**Problem:**
Every line of the following records that includes "appear" should be copied.

=== Begin Enclosure ===

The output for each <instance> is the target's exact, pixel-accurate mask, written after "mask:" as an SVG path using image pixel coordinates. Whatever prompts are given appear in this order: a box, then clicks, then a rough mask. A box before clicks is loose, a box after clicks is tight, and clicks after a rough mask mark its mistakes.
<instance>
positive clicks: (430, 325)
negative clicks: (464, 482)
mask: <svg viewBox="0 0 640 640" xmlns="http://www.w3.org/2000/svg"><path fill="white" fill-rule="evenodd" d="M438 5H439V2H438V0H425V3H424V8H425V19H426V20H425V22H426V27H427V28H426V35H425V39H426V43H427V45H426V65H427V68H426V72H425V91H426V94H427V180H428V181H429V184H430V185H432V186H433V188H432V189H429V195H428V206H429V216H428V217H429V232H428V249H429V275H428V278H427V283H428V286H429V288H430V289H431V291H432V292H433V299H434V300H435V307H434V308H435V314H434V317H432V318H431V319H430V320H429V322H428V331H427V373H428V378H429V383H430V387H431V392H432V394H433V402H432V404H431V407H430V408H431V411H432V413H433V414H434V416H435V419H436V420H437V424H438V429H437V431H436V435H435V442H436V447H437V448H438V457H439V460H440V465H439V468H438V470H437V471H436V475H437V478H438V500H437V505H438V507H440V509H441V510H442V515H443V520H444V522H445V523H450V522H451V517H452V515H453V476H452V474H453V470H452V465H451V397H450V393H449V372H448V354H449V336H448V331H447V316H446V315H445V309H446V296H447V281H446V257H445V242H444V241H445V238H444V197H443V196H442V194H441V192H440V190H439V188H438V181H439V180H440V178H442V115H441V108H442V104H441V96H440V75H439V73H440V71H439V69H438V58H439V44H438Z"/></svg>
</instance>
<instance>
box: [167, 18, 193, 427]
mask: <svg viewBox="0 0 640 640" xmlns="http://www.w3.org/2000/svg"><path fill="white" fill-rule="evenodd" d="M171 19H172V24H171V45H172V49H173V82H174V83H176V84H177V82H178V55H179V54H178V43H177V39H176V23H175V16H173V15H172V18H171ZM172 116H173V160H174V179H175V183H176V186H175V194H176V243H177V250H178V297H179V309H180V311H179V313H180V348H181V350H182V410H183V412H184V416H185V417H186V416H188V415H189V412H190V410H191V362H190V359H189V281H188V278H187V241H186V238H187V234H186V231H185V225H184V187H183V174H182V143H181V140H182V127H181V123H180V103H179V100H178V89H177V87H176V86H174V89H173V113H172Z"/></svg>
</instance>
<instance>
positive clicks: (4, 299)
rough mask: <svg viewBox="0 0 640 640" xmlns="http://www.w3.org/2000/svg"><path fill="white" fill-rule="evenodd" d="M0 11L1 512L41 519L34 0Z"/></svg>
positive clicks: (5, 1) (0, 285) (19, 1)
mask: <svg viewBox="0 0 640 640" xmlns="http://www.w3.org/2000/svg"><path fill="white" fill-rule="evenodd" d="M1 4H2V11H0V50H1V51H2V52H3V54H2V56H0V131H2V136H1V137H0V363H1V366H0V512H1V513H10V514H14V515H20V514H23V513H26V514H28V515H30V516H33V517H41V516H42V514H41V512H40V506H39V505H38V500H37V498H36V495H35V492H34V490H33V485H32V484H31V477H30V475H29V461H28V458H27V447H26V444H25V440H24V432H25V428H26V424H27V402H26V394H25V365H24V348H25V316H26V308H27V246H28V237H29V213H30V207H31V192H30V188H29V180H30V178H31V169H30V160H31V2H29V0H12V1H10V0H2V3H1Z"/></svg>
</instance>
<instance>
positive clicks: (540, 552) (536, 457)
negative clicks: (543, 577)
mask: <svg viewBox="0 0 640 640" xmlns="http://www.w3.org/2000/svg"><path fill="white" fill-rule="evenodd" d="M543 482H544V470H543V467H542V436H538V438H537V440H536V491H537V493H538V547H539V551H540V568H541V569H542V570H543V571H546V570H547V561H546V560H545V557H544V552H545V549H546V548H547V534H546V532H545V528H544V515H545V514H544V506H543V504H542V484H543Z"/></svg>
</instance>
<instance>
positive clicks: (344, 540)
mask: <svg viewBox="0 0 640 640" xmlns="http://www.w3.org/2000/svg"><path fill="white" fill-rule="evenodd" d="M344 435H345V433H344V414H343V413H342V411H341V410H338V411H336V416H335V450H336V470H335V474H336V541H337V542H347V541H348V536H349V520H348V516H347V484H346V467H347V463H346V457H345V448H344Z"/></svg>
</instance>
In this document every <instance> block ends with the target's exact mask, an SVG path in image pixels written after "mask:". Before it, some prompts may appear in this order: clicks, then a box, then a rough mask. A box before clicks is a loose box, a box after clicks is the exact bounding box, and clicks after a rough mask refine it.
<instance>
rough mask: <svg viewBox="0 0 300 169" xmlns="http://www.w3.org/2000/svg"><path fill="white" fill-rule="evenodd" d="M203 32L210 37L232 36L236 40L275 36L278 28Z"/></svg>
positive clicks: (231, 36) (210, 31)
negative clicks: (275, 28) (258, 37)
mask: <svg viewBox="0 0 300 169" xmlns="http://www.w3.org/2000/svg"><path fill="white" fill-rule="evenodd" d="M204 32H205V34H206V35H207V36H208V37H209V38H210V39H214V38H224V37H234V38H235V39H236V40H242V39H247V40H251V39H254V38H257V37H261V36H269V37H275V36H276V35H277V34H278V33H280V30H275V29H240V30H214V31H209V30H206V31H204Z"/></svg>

=== End Enclosure ===

**Answer to the problem:**
The output for each <instance> is the target's exact, pixel-accurate mask, written after "mask:" as an SVG path using image pixel coordinates. Whatever prompts are given appear in this order: a box, then clicks, then a rough mask. A box before clicks is loose, a box after clicks is tight, and clicks after a rough mask mark its mistakes.
In this document every <instance> block ends with the target's exact mask, an SVG path in image pixels written after "mask:". Before it, some prompts may appear in this order: clicks, then a box, then a rough mask. A box before clicks is a loose box, a box after clicks is the exact bounding box, and clicks after a rough mask refine it.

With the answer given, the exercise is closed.